* **WHAT TO DO**
Find all lines below containing the string "instance" and return them.

### SUPPLIED MATERIAL ###

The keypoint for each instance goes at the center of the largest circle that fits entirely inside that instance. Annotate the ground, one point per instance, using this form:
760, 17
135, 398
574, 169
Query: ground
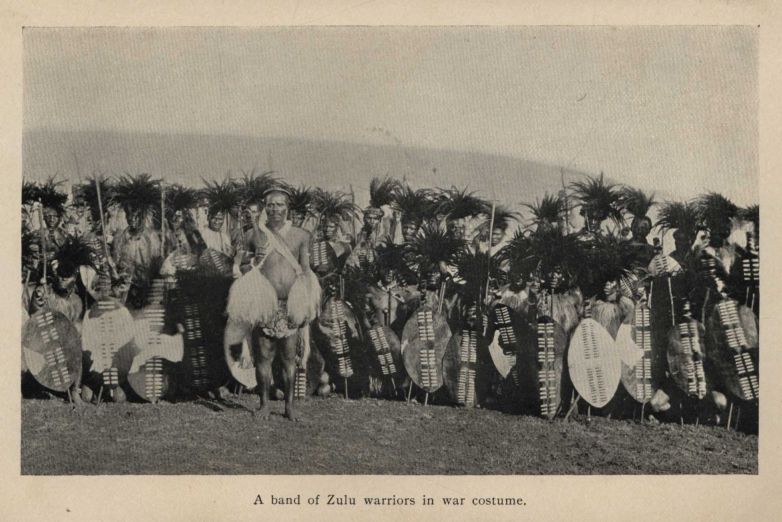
366, 436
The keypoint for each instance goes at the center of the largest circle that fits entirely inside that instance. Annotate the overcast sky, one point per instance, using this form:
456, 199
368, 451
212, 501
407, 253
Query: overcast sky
673, 107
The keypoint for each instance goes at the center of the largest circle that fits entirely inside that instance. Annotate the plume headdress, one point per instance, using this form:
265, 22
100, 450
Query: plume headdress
381, 192
598, 200
752, 215
637, 203
431, 248
682, 216
222, 196
416, 206
75, 252
716, 212
302, 200
139, 193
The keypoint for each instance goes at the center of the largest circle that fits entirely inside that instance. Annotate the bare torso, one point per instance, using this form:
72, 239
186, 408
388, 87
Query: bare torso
278, 271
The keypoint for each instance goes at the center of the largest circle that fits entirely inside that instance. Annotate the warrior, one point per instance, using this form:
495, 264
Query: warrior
330, 253
381, 193
223, 200
53, 202
599, 201
276, 300
137, 248
637, 203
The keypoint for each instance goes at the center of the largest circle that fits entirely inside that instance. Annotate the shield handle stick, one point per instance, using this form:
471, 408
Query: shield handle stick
573, 407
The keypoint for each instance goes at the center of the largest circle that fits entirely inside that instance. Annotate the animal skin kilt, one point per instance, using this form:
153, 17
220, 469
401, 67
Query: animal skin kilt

###

* **RESULT**
The keypoint for each instance goes at the center of the largest circle that fits entirely inside that instance. Annotate the ground, one point per instance, using this form:
The keypoint for each instance goes at the center of the largest circle that fits entirely inside that instance. Annotate the overcast sky, one point per instance, using this form:
The keypoint for each instance goes at the center of the largest circle that fits entirely inside that instance. Annotate the plume headdress, one point per instance, using this form:
The keypoint for each instance goes at the center of the largest circle that fits entirely inside that instance. Annotate the bare torso, one point per instance, using this form:
The keypoint for each instance goes at the center of the largest circle that fits entirely inside that instance. Annotate the warrior, one point per instance, using this form:
The keypoint for each instance goes at the center of the largest circle that fits entirely inside that instance. Annotate the shield handle stick, one point per instance, using this form:
The keypoint for each instance goes at the center of the largest circle that fits entirely inside that instance. Annotate the animal skin kilt, one point per instance, using this form:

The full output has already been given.